## Extracted material
** start **

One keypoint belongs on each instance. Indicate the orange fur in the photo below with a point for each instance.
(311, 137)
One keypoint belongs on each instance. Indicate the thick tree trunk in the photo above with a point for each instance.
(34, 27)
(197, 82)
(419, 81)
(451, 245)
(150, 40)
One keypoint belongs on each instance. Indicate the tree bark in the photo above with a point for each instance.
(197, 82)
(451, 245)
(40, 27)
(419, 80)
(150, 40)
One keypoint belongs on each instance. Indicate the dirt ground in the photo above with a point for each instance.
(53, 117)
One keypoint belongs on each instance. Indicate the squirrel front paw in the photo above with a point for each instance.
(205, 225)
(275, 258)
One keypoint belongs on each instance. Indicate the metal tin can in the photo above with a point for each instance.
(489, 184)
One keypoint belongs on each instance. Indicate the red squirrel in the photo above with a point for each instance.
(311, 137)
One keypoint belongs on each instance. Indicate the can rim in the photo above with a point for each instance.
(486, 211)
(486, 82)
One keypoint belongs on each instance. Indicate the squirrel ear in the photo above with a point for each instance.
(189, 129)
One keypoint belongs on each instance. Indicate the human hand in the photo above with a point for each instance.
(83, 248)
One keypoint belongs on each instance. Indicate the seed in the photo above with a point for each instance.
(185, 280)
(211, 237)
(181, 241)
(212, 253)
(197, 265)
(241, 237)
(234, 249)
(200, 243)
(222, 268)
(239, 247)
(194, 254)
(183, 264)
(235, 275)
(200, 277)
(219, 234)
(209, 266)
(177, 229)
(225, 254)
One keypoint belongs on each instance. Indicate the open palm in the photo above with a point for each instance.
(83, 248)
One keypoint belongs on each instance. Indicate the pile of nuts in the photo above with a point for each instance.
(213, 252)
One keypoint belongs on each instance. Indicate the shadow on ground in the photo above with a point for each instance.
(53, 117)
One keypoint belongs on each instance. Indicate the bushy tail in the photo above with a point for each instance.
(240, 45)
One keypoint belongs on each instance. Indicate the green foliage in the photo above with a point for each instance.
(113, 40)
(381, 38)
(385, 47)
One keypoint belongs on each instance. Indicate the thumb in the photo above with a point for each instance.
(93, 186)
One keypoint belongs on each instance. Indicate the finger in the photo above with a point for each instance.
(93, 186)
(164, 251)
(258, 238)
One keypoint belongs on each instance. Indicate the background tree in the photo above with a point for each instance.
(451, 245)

** end **

## Directions for this task
Arrange every line of the material above as a JSON list of strings, one string per line, with blank lines omitted.

## Answer to the problem
[
  "One keypoint belongs on each instance. Indicate the orange fur in the photo below with a point for each instance.",
  "(311, 137)",
  "One keypoint belongs on each instance. Indicate the thick tree trunk in the photo above with a point for each instance.",
  "(34, 27)",
  "(197, 82)",
  "(419, 81)",
  "(451, 245)",
  "(150, 40)",
  "One keypoint belongs on each instance. Indicate the tree bark in the photo above with a point for each instance.",
  "(197, 82)",
  "(451, 245)",
  "(40, 27)",
  "(419, 80)",
  "(150, 40)",
  "One keypoint belongs on each instance. Indicate the dirt ground in the photo above with a point for each instance.",
  "(53, 117)",
  "One keypoint belongs on each instance. Indicate the squirrel front paw in the photo above with a point for each instance.",
  "(205, 225)",
  "(275, 258)",
  "One keypoint belongs on each instance. Indicate the metal tin can in the photo above with a point for each instance.",
  "(489, 184)",
  "One keypoint belongs on each instance. Indicate the red squirrel in the photo above with a point for each instance.",
  "(311, 137)",
  "One keypoint belongs on each instance. Indicate the can rim in the photo above with a point for each instance.",
  "(486, 211)",
  "(486, 82)",
  "One keypoint belongs on each instance. Indicate the squirrel ear in the photo above with a point for each instance.",
  "(189, 129)",
  "One keypoint belongs on each instance. Indicate the human hand in the photo above with a point for each instance.",
  "(83, 248)",
  "One keypoint belongs on each instance. Indicate the seed in the photo above with a point for each instance.",
  "(185, 280)",
  "(211, 237)",
  "(181, 241)",
  "(212, 253)",
  "(197, 265)",
  "(241, 237)",
  "(234, 249)",
  "(200, 243)",
  "(222, 268)",
  "(239, 247)",
  "(194, 254)",
  "(183, 264)",
  "(235, 275)",
  "(200, 277)",
  "(219, 234)",
  "(209, 266)",
  "(177, 229)",
  "(225, 254)",
  "One keypoint belongs on each instance. Indicate the open palm in the photo above with a point for each instance.",
  "(83, 248)",
  "One keypoint belongs on each instance. Indicate the pile of nuts in the photo above with a point for each instance.",
  "(213, 252)",
  "One keypoint belongs on each instance. Indicate the shadow on ground in the photo above with a point for each instance.",
  "(53, 117)",
  "One keypoint belongs on each instance. Indicate the bushy tail in the photo above with a point for each instance.",
  "(240, 45)",
  "One keypoint belongs on each instance. Indicate the green foliage in the photo above with a point for each instance.",
  "(113, 40)",
  "(381, 38)",
  "(385, 47)",
  "One keypoint belongs on each instance. Indicate the thumb in the photo above with a point for each instance.",
  "(93, 186)",
  "One keypoint belongs on each instance. Indicate the finger in the photo above with a point for each instance.",
  "(93, 186)",
  "(164, 251)",
  "(258, 238)",
  "One keypoint belongs on each instance. Indicate the background tree in the photo above with a point for each instance.",
  "(451, 245)"
]